WHAT YOU ARE ASKED TO DO: Copy down every line of the items below word for word, leaving out the pictures.

MATERIAL SHOWN:
····················
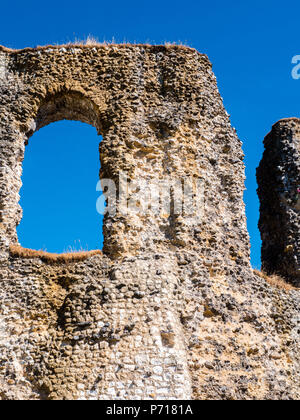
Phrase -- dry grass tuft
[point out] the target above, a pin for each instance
(275, 281)
(19, 251)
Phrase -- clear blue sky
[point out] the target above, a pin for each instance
(250, 43)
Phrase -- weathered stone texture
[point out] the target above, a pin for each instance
(171, 309)
(279, 191)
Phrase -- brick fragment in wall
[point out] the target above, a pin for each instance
(278, 178)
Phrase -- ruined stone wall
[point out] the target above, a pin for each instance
(279, 191)
(171, 309)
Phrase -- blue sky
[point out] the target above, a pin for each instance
(251, 45)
····················
EXPECTED ANSWER:
Phrase -- dry grass tuft
[point out] the target above, a pin for each instance
(275, 281)
(19, 251)
Phrase -- clear blue sky
[point out] the target above, a pin for each instance
(250, 43)
Phrase -- weathered stone texture
[point out] the target above, a pin for each instance
(171, 309)
(279, 191)
Phrase -- brick fragment in wall
[point out] the target above, a pin for each instance
(278, 178)
Phrase -- ruined stone wall
[point out] the target above, a pin for each instance
(279, 191)
(171, 309)
Phrase -- blue sky
[point out] the target above, a pin for each instance
(251, 45)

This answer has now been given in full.